**Exercise brief:**
An exact restatement of all the data is required, with the pictures left out.

=== Begin Enclosure ===

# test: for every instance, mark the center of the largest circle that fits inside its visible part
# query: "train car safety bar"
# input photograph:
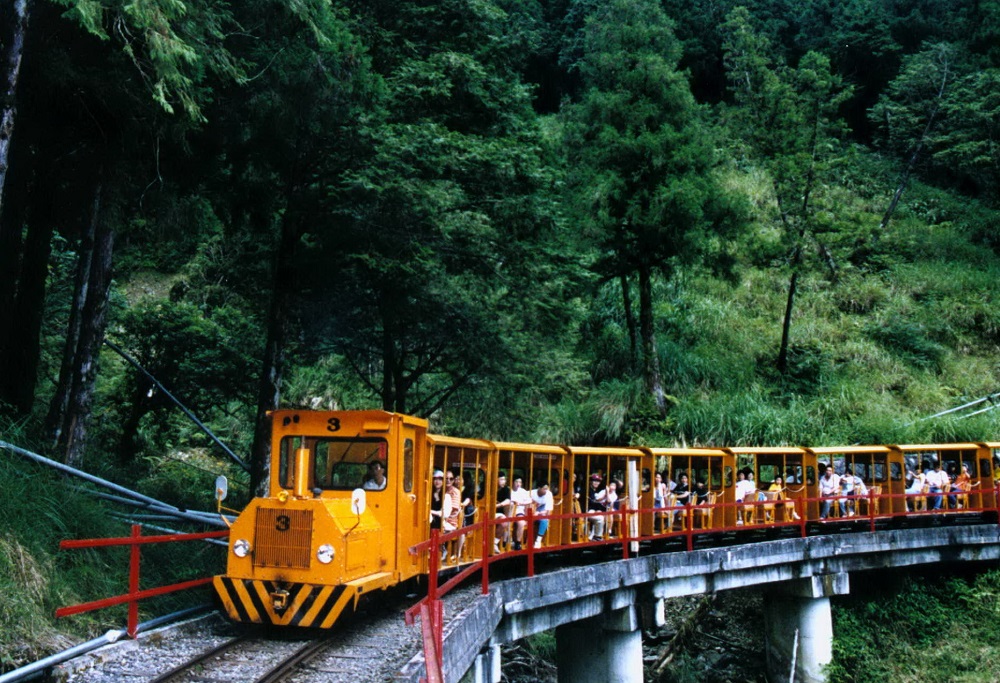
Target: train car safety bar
(134, 595)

=== End Enclosure ===

**Exercise solution:**
# test: for every instance, mark the center of the largest circle that fits inside its visible part
# query: "train car safety bar"
# input photograph:
Target: train car safety bar
(134, 595)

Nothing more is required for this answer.